Exercise details: Quote all entries in full, exactly.

Given data:
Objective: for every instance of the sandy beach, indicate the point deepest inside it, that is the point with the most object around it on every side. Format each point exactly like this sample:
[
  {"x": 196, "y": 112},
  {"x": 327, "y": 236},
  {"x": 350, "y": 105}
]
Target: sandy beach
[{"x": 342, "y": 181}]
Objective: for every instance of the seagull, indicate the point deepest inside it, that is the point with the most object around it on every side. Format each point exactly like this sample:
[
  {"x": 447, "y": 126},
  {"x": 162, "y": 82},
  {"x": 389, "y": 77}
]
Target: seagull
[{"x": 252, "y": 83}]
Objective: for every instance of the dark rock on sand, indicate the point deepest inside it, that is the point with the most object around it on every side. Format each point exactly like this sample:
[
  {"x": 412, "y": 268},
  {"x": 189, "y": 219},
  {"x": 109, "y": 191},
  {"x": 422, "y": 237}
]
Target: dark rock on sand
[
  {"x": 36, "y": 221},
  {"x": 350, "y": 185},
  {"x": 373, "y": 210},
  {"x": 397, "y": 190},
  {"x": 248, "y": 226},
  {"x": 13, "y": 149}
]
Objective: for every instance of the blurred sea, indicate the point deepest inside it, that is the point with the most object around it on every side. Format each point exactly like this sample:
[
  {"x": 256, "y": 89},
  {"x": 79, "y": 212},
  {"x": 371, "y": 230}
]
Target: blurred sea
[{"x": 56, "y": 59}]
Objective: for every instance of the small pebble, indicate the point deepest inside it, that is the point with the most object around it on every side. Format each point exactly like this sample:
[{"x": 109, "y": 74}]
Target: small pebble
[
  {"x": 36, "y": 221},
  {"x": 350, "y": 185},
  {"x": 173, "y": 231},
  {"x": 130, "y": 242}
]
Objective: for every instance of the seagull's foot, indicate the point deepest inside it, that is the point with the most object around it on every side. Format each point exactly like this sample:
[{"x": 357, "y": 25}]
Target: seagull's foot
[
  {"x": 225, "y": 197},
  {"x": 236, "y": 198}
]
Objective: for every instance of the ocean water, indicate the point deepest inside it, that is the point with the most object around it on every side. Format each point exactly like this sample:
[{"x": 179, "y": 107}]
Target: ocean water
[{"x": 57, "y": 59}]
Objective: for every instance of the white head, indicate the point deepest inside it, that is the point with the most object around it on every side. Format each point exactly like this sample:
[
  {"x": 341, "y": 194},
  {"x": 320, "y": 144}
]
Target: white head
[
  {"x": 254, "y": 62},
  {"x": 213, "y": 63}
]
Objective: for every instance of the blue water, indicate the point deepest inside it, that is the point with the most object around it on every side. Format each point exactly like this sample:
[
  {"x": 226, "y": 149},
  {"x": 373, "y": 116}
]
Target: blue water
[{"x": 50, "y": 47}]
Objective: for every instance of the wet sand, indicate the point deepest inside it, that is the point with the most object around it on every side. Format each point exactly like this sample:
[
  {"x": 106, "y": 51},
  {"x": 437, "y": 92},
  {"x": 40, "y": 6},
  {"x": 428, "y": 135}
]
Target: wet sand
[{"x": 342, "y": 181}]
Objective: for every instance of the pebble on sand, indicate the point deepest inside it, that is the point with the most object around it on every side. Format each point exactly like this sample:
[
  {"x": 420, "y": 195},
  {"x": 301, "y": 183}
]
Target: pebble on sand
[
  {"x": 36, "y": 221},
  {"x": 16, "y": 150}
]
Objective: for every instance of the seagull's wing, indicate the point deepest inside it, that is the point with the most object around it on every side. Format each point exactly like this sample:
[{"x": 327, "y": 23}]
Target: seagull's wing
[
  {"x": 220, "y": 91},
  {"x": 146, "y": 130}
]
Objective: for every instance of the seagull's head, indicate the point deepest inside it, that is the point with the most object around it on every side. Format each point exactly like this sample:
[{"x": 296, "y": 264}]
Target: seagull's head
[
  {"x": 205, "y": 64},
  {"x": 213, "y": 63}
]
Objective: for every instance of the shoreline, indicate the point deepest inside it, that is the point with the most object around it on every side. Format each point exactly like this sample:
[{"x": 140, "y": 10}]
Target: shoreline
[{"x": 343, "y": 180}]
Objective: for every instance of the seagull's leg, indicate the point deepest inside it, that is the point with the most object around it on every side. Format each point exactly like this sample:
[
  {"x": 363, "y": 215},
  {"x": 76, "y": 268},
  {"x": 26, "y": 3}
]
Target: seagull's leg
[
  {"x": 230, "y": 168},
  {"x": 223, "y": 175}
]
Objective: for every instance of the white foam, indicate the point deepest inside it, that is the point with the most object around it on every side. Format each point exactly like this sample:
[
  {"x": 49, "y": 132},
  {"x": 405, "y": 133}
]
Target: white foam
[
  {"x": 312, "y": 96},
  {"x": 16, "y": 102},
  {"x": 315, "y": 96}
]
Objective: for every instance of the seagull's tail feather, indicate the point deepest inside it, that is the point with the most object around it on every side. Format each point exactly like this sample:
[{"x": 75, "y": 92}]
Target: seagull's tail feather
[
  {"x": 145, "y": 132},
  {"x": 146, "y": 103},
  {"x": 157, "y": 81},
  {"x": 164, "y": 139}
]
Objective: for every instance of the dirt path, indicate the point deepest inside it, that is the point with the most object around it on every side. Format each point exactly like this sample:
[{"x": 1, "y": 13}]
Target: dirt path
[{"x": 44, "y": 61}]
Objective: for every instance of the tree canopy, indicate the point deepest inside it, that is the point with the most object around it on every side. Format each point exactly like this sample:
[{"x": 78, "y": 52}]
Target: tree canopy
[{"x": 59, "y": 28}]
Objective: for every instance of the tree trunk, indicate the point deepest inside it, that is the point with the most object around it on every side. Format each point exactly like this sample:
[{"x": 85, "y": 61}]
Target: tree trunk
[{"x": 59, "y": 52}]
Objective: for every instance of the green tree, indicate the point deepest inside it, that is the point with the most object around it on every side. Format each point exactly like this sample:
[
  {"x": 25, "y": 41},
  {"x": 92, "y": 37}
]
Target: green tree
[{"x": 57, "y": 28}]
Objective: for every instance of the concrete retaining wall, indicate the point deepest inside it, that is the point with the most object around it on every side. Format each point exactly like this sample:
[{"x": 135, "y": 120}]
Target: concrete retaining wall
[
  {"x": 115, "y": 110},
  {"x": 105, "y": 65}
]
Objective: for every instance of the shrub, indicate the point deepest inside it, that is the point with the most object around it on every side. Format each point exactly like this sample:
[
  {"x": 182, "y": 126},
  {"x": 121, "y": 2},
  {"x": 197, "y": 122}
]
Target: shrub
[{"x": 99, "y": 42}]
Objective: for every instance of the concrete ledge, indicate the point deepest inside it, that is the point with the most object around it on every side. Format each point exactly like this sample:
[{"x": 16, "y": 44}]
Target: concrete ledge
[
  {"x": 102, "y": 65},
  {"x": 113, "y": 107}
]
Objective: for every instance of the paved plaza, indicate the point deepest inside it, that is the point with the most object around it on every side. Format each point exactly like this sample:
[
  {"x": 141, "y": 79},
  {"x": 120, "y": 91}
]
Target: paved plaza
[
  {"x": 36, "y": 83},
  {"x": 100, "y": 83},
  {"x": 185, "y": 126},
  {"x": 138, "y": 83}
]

Response to the exercise:
Objective: for every instance of the sandy beach, indicate the point deepest inside it, that is the point with the most object around it on every side. Format each point exactly like this sample:
[
  {"x": 196, "y": 112},
  {"x": 327, "y": 236},
  {"x": 350, "y": 105}
]
Target: sandy beach
[{"x": 342, "y": 181}]
Objective: for every instance of the seagull, indicate the point deepest inside it, that is the point with the most object around it on every side. Format each point exactly like this sample:
[
  {"x": 447, "y": 126},
  {"x": 162, "y": 82},
  {"x": 389, "y": 77}
]
Target: seagull
[{"x": 252, "y": 83}]
Objective: for every instance of the dark rock on sand, indicate the point deepest inside it, that is the point with the most object around it on every side. Format each point exactly like this sample:
[
  {"x": 412, "y": 268},
  {"x": 189, "y": 219},
  {"x": 109, "y": 191},
  {"x": 422, "y": 237}
]
Target: dark rock on sand
[
  {"x": 36, "y": 221},
  {"x": 350, "y": 185},
  {"x": 373, "y": 210},
  {"x": 397, "y": 190},
  {"x": 248, "y": 226},
  {"x": 13, "y": 149}
]
Objective: for every instance of the blurred sea, indicate the point deepest inside it, that is the point with the most object around it on every side. Format each point exactly like this sample:
[
  {"x": 256, "y": 89},
  {"x": 79, "y": 212},
  {"x": 371, "y": 230}
]
Target: blurred sea
[{"x": 56, "y": 59}]
Objective: for every instance of the small pebble, indicate the point deepest inside it, that is the point with the most object around it on every side. Format each point exactly like this sample:
[{"x": 109, "y": 74}]
Target: small pebble
[
  {"x": 36, "y": 221},
  {"x": 350, "y": 185},
  {"x": 173, "y": 231},
  {"x": 130, "y": 242}
]
Objective: for every instance of the seagull's foot, indicate the point deepest inside it, that is the point with the most object around it on every side. Format each point exactly like this sample:
[{"x": 357, "y": 25}]
Target: seagull's foot
[
  {"x": 225, "y": 197},
  {"x": 236, "y": 198}
]
Objective: for every instance of the ocean water, indicate the point deepest inside it, that is the point with the most object around it on every side. Format each point exactly like this sample:
[{"x": 179, "y": 107}]
Target: ocean water
[{"x": 57, "y": 59}]
Objective: for every instance of the white head, indicate the point deepest inside it, that is the point with the most object around it on every side. Format each point exactly like this sample:
[
  {"x": 341, "y": 194},
  {"x": 320, "y": 144}
]
Target: white head
[
  {"x": 254, "y": 62},
  {"x": 213, "y": 63}
]
Objective: for every instance of the blue water, indicate the point deepest inside it, that is the point with the most object around it on every side. Format each point exactly like this sample:
[
  {"x": 226, "y": 149},
  {"x": 373, "y": 116}
]
Target: blue water
[{"x": 50, "y": 47}]
Objective: for every instance of the wet sand, indicate the point deepest inside it, that is the point with the most object around it on every side. Format each point exactly like this sample:
[
  {"x": 106, "y": 51},
  {"x": 437, "y": 92},
  {"x": 40, "y": 6},
  {"x": 428, "y": 135}
]
Target: wet sand
[{"x": 342, "y": 181}]
Objective: for every instance of the pebble on sand, indicate the point deepest inside it, that is the point with the most object around it on every side. Format each point exactly like this sample:
[
  {"x": 420, "y": 195},
  {"x": 301, "y": 183}
]
Target: pebble on sand
[
  {"x": 36, "y": 221},
  {"x": 16, "y": 150}
]
Objective: for every instance of the seagull's wing, indicate the point deepest inside it, that is the point with the most object around it on every side. Format each point exactly like this sample:
[{"x": 327, "y": 23}]
Target: seagull's wing
[
  {"x": 220, "y": 91},
  {"x": 146, "y": 130}
]
Objective: for every instance of the seagull's head, indicate the point deepest inside it, that is the point with the most object around it on every side. Format each point exactly like this sample:
[{"x": 296, "y": 264}]
Target: seagull's head
[
  {"x": 205, "y": 64},
  {"x": 213, "y": 63}
]
Objective: for every instance of the shoreline, indicate the point deepest inside it, that is the point with the most object around it on every side. Format each point exactly like this sample:
[{"x": 140, "y": 10}]
Target: shoreline
[{"x": 343, "y": 180}]
Objective: for every instance of the seagull's leg, indicate the point deepest inside it, that is the point with the most object around it on every side. Format each point exactly like this sample:
[
  {"x": 363, "y": 215},
  {"x": 76, "y": 268},
  {"x": 26, "y": 3}
]
Target: seagull's leg
[
  {"x": 230, "y": 168},
  {"x": 223, "y": 175}
]
Objective: for every instance of the white foam, indicate the point deepest inside it, that is the point with the most object around it on every side. Format each point exactly like this sample:
[
  {"x": 49, "y": 132},
  {"x": 405, "y": 133}
]
Target: white foam
[
  {"x": 312, "y": 96},
  {"x": 16, "y": 102},
  {"x": 315, "y": 96}
]
Objective: for every instance of the seagull's tail feather, indicate the point deepest inside it, that is the point with the most object around it on every side. Format each point exactly like this sample:
[{"x": 75, "y": 92}]
Target: seagull's tail feather
[
  {"x": 145, "y": 132},
  {"x": 146, "y": 103},
  {"x": 157, "y": 81},
  {"x": 164, "y": 139}
]
Objective: for every instance of the dirt path, indicate the point deepest inside it, that is the point with the most object around it on every side. Format each point exactly like this sample:
[{"x": 1, "y": 13}]
Target: dirt path
[{"x": 44, "y": 61}]
Objective: for every instance of the tree canopy, indicate the point deepest inside it, that is the point with the most object around it on every side. Format each point exactly like this sample:
[{"x": 78, "y": 52}]
Target: tree canopy
[{"x": 59, "y": 28}]
Objective: for every instance of the tree trunk, indicate the point deepest inside it, that is the point with the most object around it on every side. Format each point exactly like this sample:
[{"x": 85, "y": 61}]
Target: tree trunk
[{"x": 59, "y": 52}]
Objective: for every instance of the green tree, indicate the point deepest inside it, that is the point with the most object around it on every side. Format each point exactly like this sample:
[
  {"x": 25, "y": 41},
  {"x": 92, "y": 37}
]
Target: green tree
[{"x": 57, "y": 28}]
Objective: for every instance of the concrete retaining wall, indicate the point deepest inside it, that is the point with the most object around it on every side. Format each point exactly like this sample:
[{"x": 135, "y": 120}]
Target: concrete retaining wall
[
  {"x": 115, "y": 110},
  {"x": 105, "y": 65}
]
Objective: for every instance of the shrub, indicate the point deepest inside it, that is the point with the most object around it on every side. Format each point exactly like this sample:
[
  {"x": 182, "y": 126},
  {"x": 121, "y": 2},
  {"x": 197, "y": 122}
]
Target: shrub
[{"x": 99, "y": 42}]
Objective: for every instance of the concrete ledge, indicate the point deepest inside it, that is the point with the most object around it on every side. Format each point exactly like this sample:
[{"x": 16, "y": 44}]
Target: concrete ledge
[
  {"x": 102, "y": 65},
  {"x": 113, "y": 107}
]
Objective: for every instance of the paved plaza, indicate the point deepest inside it, that is the point with the most object around it on every side. Format each point exactly like this sample:
[
  {"x": 141, "y": 79},
  {"x": 120, "y": 91}
]
Target: paved plaza
[
  {"x": 36, "y": 83},
  {"x": 100, "y": 83},
  {"x": 185, "y": 126},
  {"x": 138, "y": 83}
]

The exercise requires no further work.